- **WHAT TO WORK ON**: Exactly as given, transcribe each entry that follows.

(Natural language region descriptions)
┄┄┄┄┄┄┄┄┄┄┄┄┄┄┄┄┄┄┄┄

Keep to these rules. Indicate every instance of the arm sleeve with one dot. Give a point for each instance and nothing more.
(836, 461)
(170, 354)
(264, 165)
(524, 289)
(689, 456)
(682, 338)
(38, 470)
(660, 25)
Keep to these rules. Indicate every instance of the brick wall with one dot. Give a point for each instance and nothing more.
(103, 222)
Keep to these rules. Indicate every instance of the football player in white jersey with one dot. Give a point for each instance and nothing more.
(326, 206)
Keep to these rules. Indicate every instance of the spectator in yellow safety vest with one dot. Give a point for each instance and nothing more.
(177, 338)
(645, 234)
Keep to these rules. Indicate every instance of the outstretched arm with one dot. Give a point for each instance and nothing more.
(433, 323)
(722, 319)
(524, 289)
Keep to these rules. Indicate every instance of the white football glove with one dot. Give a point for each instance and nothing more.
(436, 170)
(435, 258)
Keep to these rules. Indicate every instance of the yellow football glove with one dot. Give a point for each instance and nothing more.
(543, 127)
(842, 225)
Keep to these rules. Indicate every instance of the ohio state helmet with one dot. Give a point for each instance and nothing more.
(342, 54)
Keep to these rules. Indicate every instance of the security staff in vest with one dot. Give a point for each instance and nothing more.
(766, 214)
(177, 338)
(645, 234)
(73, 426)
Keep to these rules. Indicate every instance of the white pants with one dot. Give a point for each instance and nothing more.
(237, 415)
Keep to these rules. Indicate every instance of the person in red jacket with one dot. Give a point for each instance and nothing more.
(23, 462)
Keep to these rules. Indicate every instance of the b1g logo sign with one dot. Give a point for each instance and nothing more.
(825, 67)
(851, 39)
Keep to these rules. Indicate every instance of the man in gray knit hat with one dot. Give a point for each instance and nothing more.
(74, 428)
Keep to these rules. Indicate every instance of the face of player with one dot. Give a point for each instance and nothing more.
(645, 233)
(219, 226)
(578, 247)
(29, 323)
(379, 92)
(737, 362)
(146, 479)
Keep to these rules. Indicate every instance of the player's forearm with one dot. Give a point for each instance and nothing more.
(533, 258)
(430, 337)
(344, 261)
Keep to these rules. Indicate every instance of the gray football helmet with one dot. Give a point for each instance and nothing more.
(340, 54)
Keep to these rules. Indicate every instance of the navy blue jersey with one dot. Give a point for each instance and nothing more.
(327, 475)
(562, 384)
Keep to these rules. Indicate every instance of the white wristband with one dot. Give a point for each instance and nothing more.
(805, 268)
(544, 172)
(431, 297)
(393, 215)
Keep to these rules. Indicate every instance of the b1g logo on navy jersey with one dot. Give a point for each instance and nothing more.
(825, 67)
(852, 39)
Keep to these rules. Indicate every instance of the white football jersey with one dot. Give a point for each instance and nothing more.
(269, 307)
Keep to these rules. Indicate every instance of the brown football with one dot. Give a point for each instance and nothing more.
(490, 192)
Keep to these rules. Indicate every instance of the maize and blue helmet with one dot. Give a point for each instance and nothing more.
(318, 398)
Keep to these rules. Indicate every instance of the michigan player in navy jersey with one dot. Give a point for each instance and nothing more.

┄┄┄┄┄┄┄┄┄┄┄┄┄┄┄┄┄┄┄┄

- **WRITTEN REPLY**:
Keep to these rules. Indicate every instance of the arm sleeve with one dot. Give a point for each instance and nothing more.
(836, 461)
(170, 354)
(264, 165)
(524, 289)
(689, 456)
(682, 338)
(38, 470)
(660, 25)
Keep to these rules. Indicate every instance of the brick wall with one dot. Give a point for each instance and nothing more.
(103, 222)
Keep to these rules. Indicate every instance of the football player in white jersey with one dot. Give a point for each instance and nothing more.
(326, 206)
Keep to these rules. Indicate every instance of the spectator in yellow safety vest with one dot. Give a point for each instance and nothing more.
(177, 338)
(645, 234)
Keep to these rules. Indicate every instance of the outstretched arm with one dot. Give a point for each instance and nothing more.
(433, 323)
(722, 319)
(524, 289)
Keep to these rules. Indicate every instance of the white football glove with one dot. Give a point for each instance and nothing more.
(436, 170)
(435, 258)
Keep to these rules. Indicate every instance of the yellow football glove with one dot. Give a point for each instance and nothing more.
(543, 127)
(842, 225)
Keep to these rules. Indicate every instance of the ohio state helmet with one dot. Give a point for each instance and nothing more.
(342, 54)
Keep to these rules. Indicate every instance of the security staff in vest with one dot. Give a point for each instance and nothing more.
(766, 214)
(177, 338)
(645, 234)
(73, 426)
Keep to these rules. Indicate every instance of the white pants with one dot. Give a point for each instance and nothing more.
(237, 415)
Keep to these rules. Indicate every instance of the person in red jacket with one dot. Give a point for each instance and nothing more.
(23, 462)
Keep to these rules. Indicate every instance of the b1g logo sign with one dot. Give a point for each instance and nothing more.
(825, 67)
(851, 39)
Keep to these rules. Indicate every instance of the man in gray knit hat with one dot. Give a point for each instance and nothing more.
(74, 428)
Keep to these rules. Indicate every instance of the face of player with one dot. Give a point for each instance and nothing more.
(645, 233)
(219, 226)
(578, 247)
(29, 323)
(379, 92)
(737, 362)
(146, 479)
Keep to these rules. Indicate every instance of the player's forearm with one dot. Give a point for each instance and nothing more.
(533, 258)
(430, 337)
(344, 261)
Keep to these rules. Indicate every instance of the gray football helmet with one dot. Give a point for each instance and nothing more.
(340, 54)
Keep to these rules. Indicate every instance of the navy blue jersey with one dot. Give a point for each instance and nothing more.
(327, 475)
(562, 384)
Keep to these rules. Indicate every instance of the white wristband with one dot. Give a point for each instance and nothing more.
(805, 268)
(544, 172)
(431, 297)
(393, 215)
Keep to these rules. Indicate every instance of the b1g logo on navy jersey with one dot. Give a point for each instance and nothing more.
(825, 67)
(852, 39)
Keep to these rules. Indicate every instance of the white football jersey with one dot. Give a point for each instance and nothing more.
(269, 307)
Keep to these rules. Indicate every instance of the brown football with one dot. Give a point for each instance and nothing more.
(490, 192)
Keep to these rules. Indicate every instance of the maize and blue helmet with one dot. Give a point for each instance and nothing more.
(318, 398)
Keep to these rules. Indicate every instance of the michigan player in navy jersey with one dot. Give a point for each instance and nothing more.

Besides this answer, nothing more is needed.